▶ What the exercise asks: Edit the records below so that every "red circular sign" becomes "round red sign", leaving all else untouched. Leave the pictures out of your answer.

(Image location labeling entries)
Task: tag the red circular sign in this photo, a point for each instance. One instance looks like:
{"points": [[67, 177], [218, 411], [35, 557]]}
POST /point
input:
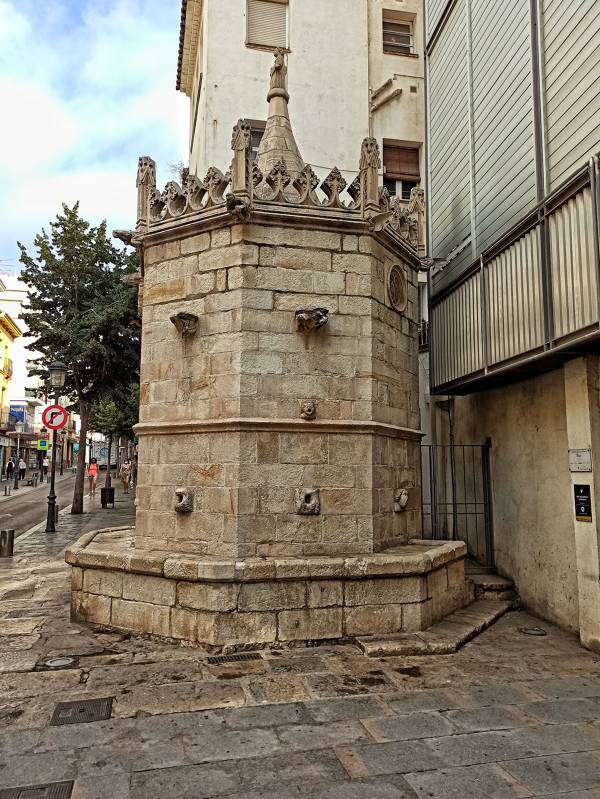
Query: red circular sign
{"points": [[55, 417]]}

▶ Task answer:
Task: tag the round red sign in this photo, a point for each instance. One instance looks like:
{"points": [[67, 177], [218, 411], [35, 557]]}
POST /point
input:
Query: round red sign
{"points": [[55, 417]]}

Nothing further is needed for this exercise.